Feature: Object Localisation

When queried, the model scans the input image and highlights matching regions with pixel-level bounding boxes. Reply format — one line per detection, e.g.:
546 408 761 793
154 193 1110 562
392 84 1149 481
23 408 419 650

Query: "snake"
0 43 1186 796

GOAL — Please set down every one of the items above again, line for line and unchanged.

EXERCISE OUTPUT —
Feature: Object Localisation

When queried, the model scans the input image and highlights matching regions with pixel-level bounding boxes. Reply format — one line per detection, e.g.:
546 408 761 793
154 193 1110 562
392 84 1149 481
23 408 419 650

Query: "snake"
0 43 1186 796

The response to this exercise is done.